* Textauszug:
Von Antje Weber, München

Fünfzig Jahre lang hat der Josef in der Firma Eisen-Knapp gearbeitet, hat Schrauben verkauft und Kippdübel. Jetzt ist er in Rente, sitzt in seiner von einer Wohnbaugesellschaft halbierten Mietwohnung hinter dem Viktualienmarkt und hat viel Zeit für seine größte Leidenschaft: die Stille. Die ist in München allerdings rar, weswegen Josef sich schon vor Jahren die Stille eines nur leise blätterrauschenden Waldes auf Kassette aufgenommen hat und jeden Abend vor dem Schlafengehen anhört. Ansonsten frönt er seiner zweiten Leidenschaft: Zweimal in der Woche geht er ins "Brauhaus" im Tal, isst einen Schweinebraten, trinkt mindestens vier Weißbiere und gibt Touristen aus aller Welt Tipps zu Orten, die der Wirtshaushocker selbst nur vom Hörensagen kennt.

* Aus einer Sammlung entnommene Daten:

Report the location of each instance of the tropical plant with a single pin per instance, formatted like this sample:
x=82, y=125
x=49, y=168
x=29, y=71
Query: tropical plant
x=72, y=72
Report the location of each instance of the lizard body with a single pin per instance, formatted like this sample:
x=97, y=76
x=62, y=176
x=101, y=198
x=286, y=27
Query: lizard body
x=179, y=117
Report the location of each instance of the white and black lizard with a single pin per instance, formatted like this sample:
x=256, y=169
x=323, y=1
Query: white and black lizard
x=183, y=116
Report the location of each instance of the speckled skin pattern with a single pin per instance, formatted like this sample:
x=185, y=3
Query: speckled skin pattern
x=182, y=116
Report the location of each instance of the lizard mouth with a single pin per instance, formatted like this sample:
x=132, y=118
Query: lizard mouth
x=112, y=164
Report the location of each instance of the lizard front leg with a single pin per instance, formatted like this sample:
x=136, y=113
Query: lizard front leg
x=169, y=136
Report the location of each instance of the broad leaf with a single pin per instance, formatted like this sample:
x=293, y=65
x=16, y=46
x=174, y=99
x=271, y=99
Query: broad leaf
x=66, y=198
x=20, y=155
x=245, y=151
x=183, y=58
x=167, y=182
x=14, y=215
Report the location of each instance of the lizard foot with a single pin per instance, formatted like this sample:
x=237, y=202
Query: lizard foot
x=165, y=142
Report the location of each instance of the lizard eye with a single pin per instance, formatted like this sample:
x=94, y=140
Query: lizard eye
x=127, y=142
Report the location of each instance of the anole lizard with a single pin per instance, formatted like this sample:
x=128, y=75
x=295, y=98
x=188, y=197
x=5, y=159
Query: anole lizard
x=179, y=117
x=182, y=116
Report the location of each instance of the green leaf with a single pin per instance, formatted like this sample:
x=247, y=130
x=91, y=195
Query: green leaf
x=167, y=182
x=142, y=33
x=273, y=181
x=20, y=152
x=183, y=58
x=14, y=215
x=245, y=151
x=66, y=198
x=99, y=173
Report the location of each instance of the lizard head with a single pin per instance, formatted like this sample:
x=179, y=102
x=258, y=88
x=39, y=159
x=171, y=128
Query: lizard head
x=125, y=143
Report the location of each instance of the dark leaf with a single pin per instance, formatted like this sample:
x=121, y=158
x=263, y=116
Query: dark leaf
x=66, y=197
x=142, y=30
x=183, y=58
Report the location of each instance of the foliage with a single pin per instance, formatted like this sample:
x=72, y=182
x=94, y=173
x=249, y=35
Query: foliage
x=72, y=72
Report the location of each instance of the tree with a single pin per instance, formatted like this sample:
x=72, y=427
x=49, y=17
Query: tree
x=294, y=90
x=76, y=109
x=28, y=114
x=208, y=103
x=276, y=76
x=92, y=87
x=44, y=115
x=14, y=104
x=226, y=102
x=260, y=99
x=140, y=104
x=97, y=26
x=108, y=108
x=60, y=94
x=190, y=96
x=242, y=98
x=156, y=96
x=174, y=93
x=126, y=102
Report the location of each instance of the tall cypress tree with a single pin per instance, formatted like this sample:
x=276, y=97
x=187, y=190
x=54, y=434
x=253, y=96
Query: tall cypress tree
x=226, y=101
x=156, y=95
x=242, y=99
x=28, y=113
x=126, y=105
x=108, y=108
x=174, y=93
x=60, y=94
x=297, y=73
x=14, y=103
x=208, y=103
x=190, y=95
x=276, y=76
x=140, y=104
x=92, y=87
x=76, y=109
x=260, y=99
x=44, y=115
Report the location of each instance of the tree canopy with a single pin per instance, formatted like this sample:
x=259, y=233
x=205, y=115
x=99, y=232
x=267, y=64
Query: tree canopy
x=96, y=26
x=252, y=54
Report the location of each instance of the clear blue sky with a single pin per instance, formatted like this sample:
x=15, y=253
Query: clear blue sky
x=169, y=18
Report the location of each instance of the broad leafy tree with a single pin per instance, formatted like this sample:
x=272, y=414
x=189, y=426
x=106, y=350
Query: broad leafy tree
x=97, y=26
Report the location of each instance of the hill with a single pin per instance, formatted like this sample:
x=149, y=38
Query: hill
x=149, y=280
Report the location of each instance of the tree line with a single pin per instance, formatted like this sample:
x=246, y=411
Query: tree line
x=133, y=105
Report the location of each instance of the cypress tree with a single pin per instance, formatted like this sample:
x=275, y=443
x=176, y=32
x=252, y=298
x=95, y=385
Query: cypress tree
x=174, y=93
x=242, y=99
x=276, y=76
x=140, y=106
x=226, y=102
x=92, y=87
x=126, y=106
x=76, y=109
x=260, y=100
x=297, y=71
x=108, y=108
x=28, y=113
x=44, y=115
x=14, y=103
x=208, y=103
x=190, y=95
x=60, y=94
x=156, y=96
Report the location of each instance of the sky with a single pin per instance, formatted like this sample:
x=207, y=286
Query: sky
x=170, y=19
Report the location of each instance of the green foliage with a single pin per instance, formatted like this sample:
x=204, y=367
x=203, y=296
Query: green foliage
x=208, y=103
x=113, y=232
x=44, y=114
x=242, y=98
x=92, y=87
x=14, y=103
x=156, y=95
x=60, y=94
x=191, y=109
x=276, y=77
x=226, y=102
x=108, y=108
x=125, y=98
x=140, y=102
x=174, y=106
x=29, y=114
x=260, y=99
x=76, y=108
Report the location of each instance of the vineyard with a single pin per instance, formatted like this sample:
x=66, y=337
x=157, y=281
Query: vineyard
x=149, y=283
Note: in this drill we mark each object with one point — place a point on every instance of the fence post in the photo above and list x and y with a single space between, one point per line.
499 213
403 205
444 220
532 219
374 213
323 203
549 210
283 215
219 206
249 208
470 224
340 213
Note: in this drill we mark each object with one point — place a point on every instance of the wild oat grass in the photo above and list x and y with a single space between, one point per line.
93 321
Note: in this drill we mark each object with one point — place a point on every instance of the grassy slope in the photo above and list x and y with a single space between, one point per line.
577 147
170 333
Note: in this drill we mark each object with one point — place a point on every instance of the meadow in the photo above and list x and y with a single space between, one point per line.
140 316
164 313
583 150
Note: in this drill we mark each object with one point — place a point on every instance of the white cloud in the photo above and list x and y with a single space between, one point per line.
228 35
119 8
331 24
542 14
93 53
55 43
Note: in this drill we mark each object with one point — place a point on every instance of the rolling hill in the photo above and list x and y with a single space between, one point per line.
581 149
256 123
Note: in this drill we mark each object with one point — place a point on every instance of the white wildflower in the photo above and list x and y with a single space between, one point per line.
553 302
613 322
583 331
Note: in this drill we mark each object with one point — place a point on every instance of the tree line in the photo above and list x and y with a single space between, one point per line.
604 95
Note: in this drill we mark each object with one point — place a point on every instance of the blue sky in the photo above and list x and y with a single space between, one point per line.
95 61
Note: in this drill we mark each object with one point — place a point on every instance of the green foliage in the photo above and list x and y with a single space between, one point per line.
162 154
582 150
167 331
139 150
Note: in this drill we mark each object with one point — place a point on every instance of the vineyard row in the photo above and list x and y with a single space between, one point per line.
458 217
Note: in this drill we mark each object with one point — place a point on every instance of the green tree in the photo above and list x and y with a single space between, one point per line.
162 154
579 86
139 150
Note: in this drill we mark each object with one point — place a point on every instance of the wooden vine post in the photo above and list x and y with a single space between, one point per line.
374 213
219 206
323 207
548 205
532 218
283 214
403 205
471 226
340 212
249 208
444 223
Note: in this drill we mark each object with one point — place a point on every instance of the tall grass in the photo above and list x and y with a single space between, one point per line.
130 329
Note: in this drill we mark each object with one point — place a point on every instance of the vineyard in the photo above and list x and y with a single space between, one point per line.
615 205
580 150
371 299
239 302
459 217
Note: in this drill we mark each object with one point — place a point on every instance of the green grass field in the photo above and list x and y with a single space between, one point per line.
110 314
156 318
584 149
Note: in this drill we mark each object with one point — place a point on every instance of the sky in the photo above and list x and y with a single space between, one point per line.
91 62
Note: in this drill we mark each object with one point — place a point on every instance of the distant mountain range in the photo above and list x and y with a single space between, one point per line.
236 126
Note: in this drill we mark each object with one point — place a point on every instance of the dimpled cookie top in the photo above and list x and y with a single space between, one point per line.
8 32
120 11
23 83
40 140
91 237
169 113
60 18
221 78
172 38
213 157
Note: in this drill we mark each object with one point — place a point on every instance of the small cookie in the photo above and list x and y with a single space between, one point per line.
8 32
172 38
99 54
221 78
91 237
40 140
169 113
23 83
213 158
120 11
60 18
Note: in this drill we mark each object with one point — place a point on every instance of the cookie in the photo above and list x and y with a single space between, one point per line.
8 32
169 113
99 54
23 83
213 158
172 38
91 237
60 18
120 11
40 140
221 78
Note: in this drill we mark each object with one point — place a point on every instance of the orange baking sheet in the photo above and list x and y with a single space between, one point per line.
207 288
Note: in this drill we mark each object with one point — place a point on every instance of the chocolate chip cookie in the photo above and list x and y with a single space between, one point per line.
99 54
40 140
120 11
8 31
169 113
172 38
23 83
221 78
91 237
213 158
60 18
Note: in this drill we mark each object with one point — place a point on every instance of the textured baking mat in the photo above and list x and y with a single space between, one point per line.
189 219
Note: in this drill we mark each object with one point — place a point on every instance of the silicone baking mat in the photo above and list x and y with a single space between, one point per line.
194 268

* Arbeitsauftrag 1:
Erklären Sie anhand des Textauszugs, warum Josef sich die Stille eines Waldes auf Kassette aufgenommen hat.
* Arbeitsauftrag 2:
Schreiben Sie die Stelle im Textauszug zwischen „Von Antje Weber, München“ und „nur vom Hörensagen kennt.“ ab, beide eingeschlossen.

* Lösung 1:
Die Stille ist Josefs größte Leidenschaft, in München ist sie aber rar. Deshalb hat er sich schon vor Jahren die Stille eines nur leise blätterrauschenden Waldes auf Kassette aufgenommen und hört sie jeden Abend vor dem Schlafengehen an.

* Lösung 2:
Von Antje Weber, München

Fünfzig Jahre lang hat der Josef in der Firma Eisen-Knapp gearbeitet, hat Schrauben verkauft und Kippdübel. Jetzt ist er in Rente, sitzt in seiner von einer Wohnbaugesellschaft halbierten Mietwohnung hinter dem Viktualienmarkt und hat viel Zeit für seine größte Leidenschaft: die Stille. Die ist in München allerdings rar, weswegen Josef sich schon vor Jahren die Stille eines nur leise blätterrauschenden Waldes auf Kassette aufgenommen hat und jeden Abend vor dem Schlafengehen anhört. Ansonsten frönt er seiner zweiten Leidenschaft: Zweimal in der Woche geht er ins "Brauhaus" im Tal, isst einen Schweinebraten, trinkt mindestens vier Weißbiere und gibt Touristen aus aller Welt Tipps zu Orten, die der Wirtshaushocker selbst nur vom Hörensagen kennt.